■ **EXTRACTED DATA**:
══════

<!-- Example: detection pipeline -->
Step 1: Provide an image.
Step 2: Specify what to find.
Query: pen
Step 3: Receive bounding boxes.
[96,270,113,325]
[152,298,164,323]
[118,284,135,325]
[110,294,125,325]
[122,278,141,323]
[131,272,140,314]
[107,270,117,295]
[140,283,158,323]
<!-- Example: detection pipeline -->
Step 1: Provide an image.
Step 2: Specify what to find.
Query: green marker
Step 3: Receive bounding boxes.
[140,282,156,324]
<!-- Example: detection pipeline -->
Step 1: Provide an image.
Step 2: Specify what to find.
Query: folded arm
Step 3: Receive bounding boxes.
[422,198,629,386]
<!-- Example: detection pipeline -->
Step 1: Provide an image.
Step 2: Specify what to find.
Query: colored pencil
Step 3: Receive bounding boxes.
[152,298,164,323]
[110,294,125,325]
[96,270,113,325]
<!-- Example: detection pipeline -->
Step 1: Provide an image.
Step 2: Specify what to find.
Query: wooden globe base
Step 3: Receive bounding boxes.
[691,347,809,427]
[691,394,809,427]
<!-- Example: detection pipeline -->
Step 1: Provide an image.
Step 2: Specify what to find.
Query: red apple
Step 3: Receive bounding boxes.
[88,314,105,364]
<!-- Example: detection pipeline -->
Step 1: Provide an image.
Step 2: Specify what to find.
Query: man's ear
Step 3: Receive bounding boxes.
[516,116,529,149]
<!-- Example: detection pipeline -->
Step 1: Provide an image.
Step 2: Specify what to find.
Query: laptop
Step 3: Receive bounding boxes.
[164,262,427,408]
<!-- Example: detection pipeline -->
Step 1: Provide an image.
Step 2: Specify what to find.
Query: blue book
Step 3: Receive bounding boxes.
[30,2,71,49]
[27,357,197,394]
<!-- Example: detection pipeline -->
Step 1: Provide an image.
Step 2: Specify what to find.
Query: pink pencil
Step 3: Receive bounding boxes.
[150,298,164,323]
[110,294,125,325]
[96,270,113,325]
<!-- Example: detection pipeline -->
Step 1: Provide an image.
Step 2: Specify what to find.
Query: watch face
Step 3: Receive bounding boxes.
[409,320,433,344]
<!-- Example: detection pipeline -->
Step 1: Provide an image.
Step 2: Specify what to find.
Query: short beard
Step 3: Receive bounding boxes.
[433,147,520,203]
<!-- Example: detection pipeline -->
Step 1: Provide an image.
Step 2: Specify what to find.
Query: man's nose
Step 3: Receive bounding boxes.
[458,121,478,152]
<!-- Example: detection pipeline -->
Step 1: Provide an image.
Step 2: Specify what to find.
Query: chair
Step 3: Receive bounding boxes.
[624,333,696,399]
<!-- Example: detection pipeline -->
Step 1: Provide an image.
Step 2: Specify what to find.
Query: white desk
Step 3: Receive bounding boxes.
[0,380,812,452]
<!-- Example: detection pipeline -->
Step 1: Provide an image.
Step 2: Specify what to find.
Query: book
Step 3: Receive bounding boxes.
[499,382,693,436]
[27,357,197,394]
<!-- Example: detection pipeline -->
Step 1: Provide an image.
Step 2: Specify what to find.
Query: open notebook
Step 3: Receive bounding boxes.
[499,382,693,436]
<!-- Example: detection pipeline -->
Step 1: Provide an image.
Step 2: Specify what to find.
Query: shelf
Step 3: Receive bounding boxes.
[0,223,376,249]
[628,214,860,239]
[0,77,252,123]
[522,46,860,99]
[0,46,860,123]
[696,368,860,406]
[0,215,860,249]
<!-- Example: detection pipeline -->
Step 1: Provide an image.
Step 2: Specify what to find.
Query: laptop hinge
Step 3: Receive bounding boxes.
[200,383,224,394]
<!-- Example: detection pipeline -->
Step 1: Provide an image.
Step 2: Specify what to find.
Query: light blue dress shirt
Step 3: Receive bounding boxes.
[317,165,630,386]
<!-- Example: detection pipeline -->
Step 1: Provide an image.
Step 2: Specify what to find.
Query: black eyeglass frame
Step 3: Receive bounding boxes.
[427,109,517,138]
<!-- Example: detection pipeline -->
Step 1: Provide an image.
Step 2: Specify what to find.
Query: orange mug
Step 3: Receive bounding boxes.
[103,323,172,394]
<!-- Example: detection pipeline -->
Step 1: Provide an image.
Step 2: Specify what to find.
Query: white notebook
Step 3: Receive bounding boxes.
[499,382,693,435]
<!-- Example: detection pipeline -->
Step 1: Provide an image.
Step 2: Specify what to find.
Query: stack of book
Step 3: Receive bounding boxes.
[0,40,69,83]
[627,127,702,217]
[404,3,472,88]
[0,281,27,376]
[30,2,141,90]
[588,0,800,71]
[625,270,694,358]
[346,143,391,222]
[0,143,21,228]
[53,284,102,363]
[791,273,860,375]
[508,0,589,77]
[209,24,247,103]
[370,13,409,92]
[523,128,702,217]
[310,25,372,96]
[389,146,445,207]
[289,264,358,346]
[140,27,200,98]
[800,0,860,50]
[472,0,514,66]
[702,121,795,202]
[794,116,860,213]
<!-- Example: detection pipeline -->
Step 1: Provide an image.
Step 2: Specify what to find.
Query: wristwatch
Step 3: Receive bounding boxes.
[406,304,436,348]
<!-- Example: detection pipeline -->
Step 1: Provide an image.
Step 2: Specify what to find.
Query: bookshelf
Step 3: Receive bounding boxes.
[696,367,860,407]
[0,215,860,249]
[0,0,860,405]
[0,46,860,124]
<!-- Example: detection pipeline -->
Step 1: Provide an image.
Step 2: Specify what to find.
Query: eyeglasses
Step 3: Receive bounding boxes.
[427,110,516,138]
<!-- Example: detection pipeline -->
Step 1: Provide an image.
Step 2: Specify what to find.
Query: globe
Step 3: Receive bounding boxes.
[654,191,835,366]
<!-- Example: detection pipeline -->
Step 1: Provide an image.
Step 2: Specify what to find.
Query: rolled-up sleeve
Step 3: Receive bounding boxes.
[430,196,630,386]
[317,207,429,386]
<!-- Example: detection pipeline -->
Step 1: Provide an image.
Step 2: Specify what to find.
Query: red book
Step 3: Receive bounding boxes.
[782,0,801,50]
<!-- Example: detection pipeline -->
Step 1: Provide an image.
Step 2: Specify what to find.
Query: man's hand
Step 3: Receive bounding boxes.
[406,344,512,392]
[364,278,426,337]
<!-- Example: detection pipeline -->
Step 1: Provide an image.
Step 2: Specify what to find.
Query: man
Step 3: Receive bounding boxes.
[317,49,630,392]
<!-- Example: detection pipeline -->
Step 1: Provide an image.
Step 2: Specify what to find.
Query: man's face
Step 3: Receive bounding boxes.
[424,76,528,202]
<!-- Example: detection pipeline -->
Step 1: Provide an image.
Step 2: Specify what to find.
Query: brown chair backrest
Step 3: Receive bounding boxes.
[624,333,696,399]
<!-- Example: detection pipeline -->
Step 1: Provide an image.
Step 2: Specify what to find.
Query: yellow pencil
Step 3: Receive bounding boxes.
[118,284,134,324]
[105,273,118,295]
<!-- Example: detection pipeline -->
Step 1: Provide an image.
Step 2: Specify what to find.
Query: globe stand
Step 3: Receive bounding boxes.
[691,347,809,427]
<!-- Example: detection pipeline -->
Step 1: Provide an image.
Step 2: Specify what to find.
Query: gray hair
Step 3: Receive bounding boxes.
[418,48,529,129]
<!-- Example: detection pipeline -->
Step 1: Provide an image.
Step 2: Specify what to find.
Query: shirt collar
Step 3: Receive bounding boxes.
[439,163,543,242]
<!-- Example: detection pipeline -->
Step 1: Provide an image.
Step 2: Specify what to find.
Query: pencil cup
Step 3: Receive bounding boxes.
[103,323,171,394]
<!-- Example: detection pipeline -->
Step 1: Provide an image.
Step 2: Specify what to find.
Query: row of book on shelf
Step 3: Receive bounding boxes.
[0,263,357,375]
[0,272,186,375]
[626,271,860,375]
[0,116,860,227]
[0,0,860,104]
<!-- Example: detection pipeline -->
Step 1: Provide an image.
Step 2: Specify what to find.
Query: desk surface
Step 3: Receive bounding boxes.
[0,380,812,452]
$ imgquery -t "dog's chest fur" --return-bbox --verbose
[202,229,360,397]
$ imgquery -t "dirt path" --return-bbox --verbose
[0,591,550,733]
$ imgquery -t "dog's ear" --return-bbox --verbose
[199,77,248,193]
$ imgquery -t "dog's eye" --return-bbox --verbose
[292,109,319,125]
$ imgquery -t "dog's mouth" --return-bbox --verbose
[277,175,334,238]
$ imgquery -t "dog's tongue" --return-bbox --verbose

══════

■ **OBJECTIVE**: Count the lines in the entries above that contain the string "globe". Reply with the number alone.

■ **ANSWER TO THE PROBLEM**: 3